-- Exercise goal --
Write out the lines starting at the one that holds "in dark suit." and ending with the final line of the data, exactly and with no others.

-- Data to examine --
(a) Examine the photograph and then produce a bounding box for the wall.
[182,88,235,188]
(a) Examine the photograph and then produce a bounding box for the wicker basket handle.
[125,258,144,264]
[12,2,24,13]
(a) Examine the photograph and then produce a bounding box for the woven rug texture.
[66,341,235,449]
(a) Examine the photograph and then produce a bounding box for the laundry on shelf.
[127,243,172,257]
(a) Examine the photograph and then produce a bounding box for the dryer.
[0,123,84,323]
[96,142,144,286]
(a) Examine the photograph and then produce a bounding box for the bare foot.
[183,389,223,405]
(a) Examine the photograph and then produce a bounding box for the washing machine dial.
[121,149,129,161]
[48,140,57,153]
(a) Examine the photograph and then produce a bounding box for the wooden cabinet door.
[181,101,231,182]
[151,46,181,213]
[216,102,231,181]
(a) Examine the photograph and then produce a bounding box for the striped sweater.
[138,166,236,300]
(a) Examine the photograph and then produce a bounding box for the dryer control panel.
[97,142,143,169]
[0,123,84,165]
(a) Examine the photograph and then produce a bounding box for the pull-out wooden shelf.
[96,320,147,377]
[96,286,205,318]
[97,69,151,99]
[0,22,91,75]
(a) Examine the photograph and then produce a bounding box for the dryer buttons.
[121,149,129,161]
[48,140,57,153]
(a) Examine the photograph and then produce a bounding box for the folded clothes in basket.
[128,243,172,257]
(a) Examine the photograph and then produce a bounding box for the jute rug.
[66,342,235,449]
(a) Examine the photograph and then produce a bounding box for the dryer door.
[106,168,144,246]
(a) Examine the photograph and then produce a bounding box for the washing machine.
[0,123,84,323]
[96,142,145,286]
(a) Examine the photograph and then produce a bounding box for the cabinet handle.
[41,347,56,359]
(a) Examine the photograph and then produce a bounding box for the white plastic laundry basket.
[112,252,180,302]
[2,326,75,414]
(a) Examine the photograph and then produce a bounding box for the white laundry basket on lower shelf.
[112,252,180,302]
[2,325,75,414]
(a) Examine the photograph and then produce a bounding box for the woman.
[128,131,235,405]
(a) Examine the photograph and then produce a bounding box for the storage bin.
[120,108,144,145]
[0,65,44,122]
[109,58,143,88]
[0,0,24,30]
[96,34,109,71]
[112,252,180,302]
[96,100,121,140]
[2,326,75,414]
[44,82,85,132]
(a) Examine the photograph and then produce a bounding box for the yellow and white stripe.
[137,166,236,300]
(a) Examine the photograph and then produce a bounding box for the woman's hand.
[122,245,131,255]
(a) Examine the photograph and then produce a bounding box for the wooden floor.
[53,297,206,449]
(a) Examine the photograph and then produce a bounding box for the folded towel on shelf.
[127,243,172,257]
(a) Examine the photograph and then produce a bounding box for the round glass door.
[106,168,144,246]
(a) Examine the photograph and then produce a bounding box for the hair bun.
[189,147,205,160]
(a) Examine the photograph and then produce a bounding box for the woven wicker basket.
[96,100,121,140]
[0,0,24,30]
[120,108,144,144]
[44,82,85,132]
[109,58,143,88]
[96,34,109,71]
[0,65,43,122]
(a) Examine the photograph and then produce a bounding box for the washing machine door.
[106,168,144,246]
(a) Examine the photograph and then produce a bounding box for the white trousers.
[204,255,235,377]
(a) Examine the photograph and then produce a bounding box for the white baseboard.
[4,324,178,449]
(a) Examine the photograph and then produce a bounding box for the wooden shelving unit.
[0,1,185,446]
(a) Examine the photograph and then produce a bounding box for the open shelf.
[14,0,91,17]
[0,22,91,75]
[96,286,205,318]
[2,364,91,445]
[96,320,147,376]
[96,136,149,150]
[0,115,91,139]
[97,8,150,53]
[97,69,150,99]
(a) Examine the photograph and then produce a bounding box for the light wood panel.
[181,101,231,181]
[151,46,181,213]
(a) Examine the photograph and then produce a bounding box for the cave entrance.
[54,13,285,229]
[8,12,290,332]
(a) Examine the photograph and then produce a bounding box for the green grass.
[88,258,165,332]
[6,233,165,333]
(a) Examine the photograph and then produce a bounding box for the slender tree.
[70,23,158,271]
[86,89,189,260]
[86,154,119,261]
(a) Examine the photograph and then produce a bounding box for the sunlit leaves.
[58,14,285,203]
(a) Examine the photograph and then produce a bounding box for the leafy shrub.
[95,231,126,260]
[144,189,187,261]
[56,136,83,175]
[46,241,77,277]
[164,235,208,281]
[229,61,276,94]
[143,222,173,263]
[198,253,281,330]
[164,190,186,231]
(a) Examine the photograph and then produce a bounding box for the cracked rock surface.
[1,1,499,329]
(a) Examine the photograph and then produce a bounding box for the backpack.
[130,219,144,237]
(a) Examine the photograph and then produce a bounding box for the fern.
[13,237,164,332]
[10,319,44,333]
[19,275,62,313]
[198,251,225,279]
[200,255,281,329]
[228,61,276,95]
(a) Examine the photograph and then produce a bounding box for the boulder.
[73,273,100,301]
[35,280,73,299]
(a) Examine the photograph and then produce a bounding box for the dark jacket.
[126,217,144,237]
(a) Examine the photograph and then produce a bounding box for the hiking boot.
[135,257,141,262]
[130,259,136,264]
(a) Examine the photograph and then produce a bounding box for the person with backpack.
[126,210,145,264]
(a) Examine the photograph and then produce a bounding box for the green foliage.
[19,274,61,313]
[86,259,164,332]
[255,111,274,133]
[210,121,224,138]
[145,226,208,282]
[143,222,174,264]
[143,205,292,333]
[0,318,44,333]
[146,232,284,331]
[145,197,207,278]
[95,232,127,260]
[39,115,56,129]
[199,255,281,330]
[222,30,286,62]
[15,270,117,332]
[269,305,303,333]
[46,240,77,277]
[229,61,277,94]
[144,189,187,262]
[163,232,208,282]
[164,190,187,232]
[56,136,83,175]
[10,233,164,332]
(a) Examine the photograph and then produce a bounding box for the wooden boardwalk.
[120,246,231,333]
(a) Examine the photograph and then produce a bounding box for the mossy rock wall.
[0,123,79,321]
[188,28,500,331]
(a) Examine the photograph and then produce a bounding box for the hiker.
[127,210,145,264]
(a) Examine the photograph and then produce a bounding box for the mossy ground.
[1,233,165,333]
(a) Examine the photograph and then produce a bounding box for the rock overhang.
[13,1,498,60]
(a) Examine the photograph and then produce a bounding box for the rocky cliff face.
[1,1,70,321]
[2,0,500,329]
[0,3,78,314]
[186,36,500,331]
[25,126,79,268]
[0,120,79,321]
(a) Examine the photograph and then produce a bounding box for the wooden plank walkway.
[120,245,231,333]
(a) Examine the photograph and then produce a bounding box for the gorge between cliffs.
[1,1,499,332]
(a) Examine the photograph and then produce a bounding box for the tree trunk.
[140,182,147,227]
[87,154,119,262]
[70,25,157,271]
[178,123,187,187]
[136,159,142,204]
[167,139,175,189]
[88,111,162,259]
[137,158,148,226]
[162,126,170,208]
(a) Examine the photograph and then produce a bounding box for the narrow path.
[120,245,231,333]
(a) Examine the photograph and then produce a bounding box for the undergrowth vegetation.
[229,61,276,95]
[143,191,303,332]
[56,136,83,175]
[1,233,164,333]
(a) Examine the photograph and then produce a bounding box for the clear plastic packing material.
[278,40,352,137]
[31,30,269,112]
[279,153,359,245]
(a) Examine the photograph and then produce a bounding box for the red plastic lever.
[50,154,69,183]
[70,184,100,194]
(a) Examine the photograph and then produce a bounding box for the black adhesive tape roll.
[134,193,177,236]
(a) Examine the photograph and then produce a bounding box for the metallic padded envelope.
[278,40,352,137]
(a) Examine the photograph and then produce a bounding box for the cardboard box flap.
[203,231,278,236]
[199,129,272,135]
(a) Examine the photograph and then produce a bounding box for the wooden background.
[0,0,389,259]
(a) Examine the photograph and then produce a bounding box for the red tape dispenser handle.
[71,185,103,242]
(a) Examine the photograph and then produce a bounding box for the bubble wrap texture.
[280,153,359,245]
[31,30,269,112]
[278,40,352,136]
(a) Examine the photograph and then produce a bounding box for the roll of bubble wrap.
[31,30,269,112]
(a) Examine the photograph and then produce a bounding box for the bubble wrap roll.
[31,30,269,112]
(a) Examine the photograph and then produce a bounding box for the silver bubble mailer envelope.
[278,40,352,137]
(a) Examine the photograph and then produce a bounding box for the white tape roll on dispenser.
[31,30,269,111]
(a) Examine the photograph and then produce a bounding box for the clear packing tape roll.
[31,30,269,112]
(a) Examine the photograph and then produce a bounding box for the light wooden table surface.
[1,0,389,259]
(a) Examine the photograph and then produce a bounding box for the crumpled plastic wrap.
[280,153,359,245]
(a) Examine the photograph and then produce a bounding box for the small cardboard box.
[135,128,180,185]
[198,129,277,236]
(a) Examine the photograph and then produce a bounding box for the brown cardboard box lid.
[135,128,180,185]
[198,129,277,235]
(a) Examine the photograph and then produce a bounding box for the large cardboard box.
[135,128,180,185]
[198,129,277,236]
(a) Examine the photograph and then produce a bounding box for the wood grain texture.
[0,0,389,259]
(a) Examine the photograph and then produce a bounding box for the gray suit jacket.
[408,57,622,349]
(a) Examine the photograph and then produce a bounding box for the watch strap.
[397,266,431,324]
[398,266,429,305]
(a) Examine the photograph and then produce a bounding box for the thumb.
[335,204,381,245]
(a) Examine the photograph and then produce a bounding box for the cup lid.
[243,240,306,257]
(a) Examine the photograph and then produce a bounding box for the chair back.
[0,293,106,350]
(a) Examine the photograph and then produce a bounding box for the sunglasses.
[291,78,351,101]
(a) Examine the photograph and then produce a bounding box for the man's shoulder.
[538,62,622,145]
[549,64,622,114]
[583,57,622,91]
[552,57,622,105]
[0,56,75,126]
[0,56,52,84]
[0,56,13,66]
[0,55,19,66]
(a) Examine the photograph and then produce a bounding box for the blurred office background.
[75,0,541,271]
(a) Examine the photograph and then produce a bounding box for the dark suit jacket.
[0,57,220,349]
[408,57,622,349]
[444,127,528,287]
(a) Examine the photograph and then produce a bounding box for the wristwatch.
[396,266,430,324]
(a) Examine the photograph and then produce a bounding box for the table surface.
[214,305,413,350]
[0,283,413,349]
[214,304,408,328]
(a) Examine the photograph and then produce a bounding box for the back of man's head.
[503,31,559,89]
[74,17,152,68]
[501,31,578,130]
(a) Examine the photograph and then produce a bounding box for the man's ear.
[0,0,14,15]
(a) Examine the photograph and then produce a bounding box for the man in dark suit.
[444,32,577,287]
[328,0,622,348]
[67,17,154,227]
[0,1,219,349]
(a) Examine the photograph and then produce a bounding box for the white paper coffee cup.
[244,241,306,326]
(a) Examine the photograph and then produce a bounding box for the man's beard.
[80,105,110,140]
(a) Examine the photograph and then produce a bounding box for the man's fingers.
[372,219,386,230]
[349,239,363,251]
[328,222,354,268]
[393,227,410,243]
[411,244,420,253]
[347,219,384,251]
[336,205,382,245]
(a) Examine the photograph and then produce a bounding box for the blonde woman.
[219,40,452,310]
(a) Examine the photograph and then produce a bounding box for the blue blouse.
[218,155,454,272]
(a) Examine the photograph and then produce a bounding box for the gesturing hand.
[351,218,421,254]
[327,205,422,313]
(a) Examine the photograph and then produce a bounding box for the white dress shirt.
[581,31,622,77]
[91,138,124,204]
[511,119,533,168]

-- Solution to the problem --
(a) Examine the photograph and then produce a bounding box for the man in dark suit.
[444,32,577,287]
[328,0,622,348]
[67,17,154,227]
[0,1,219,349]
(a) Examine the photograph and then produce a bounding box for the white paper coffee cup.
[244,241,306,326]
(a) Examine the photograph and then produce a bounding box for the man's beard.
[80,105,110,140]
(a) Examine the photograph and then produce a bounding box for the man's fingers.
[372,219,386,230]
[349,239,363,251]
[328,222,354,268]
[393,227,410,243]
[411,244,420,253]
[347,219,384,251]
[336,205,382,245]
(a) Examine the photograph and then produce a bounding box for the blonde woman.
[219,40,452,310]
(a) Examine the photograph and then produce a bounding box for the blue blouse.
[218,155,454,272]
(a) Examine the photograph and then produce a bounding box for the gesturing hand.
[351,218,421,254]
[327,205,422,313]
(a) Examine the photograph and then produce a bounding box for the white dress shirt.
[581,31,622,77]
[91,138,124,204]
[511,119,533,168]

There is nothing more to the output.